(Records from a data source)
════════════════

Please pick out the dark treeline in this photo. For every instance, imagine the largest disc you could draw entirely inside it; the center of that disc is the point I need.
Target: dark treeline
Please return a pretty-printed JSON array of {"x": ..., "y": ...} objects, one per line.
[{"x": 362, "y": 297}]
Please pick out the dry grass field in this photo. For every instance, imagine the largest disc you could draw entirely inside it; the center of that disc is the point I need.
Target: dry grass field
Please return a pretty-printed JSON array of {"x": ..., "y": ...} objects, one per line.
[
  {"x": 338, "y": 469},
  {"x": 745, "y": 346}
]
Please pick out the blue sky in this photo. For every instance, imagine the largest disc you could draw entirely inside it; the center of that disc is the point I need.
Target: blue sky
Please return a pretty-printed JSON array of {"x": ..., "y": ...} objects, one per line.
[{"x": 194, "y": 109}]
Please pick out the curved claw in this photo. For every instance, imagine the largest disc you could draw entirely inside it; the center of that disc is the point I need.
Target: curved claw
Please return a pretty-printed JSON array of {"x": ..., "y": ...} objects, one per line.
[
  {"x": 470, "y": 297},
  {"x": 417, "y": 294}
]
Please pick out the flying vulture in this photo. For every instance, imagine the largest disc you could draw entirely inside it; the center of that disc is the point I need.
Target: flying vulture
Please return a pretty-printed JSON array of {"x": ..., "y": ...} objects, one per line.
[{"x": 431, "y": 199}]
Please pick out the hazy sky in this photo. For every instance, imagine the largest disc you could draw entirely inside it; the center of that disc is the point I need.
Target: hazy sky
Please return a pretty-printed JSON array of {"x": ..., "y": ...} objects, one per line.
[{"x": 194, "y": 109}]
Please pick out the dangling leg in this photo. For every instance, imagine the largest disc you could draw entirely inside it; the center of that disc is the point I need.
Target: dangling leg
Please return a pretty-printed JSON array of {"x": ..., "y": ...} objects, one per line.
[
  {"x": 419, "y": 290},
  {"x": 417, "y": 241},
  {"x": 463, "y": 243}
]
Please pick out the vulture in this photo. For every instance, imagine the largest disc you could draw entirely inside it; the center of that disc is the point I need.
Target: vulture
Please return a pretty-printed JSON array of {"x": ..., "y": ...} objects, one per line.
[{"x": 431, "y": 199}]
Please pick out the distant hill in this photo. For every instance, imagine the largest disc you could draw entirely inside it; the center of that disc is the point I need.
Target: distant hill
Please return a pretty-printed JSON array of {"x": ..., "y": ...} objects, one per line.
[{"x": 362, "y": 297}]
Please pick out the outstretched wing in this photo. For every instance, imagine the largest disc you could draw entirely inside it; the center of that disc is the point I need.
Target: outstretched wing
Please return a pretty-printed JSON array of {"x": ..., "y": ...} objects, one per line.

════════════════

• _Goal_:
Reproduce these lines exactly as they appear.

• _Answer for the task_:
Please pick out the dark treeline in this photo. For every instance, imagine the largest disc you could draw entirely inside it; the center of that disc is the point I need.
Target: dark treeline
Please return a pretty-printed JSON array of {"x": ..., "y": ...} objects, one per line.
[{"x": 362, "y": 297}]
Please pick out the dry grass field in this photo. For every instance, imagine the largest disc you could draw entirely inside it; the center of that disc is the point I need.
Target: dry grass field
Please return a pretty-printed JSON array of {"x": ..., "y": ...} objects, one per line.
[
  {"x": 338, "y": 469},
  {"x": 745, "y": 346}
]
Please pick out the blue sky in this photo. For every instance, imagine the largest disc you could draw entirely inside it; the center of that disc is the point I need.
Target: blue sky
Please return a pretty-printed JSON array of {"x": ..., "y": ...} objects, one per line.
[{"x": 194, "y": 109}]
Please pick out the curved claw in this photo. For every instance, imagine the largest disc you could draw entirely inside it; the center of that disc is the point I need.
Target: curved claw
Please return a pretty-printed JSON array of {"x": ..., "y": ...} objects, one per line.
[
  {"x": 470, "y": 297},
  {"x": 417, "y": 294}
]
Please pick out the flying vulture in this photo. For every instance, imagine the largest disc you could draw entirely inside it; the center of that disc is the point I need.
Target: flying vulture
Please return a pretty-printed JSON array of {"x": ..., "y": ...} objects, one per line.
[{"x": 431, "y": 199}]
Please pick out the hazy sky in this photo. For every instance, imagine the largest disc you could draw entirely inside it; the center of that disc is the point I need.
Target: hazy sky
Please return a pretty-printed JSON array of {"x": ..., "y": ...} objects, one per line.
[{"x": 194, "y": 109}]
Please pick out the dangling leg in this photo. For every instance, imagine the largest disc you could draw entirely inside it; the center of that disc is the point I need.
Target: dangling leg
Please return a pretty-printed JSON array of {"x": ..., "y": ...} objects, one per line.
[
  {"x": 419, "y": 290},
  {"x": 417, "y": 241},
  {"x": 463, "y": 243}
]
Please pick out the vulture in this photo. For every instance, imagine the largest disc you could draw entirely inside it; the center of that disc is the point I need.
Target: vulture
Please return a pretty-printed JSON array of {"x": ..., "y": ...} objects, one per line.
[{"x": 431, "y": 199}]
Please pick out the distant hill in this photo. For every instance, imagine the largest disc you could draw entirely inside it; the center of that disc is the point I need.
Target: distant hill
Please return a pretty-printed JSON array of {"x": ..., "y": ...} objects, one per line.
[{"x": 362, "y": 297}]
Please pick out the outstretched wing in this photo. For every instance, imagine the largest disc you could draw entirely inside it; the center of that disc is the point I need.
Target: outstretched wing
Please return a pretty-printed JSON array of {"x": ..., "y": ...} objects, one per line.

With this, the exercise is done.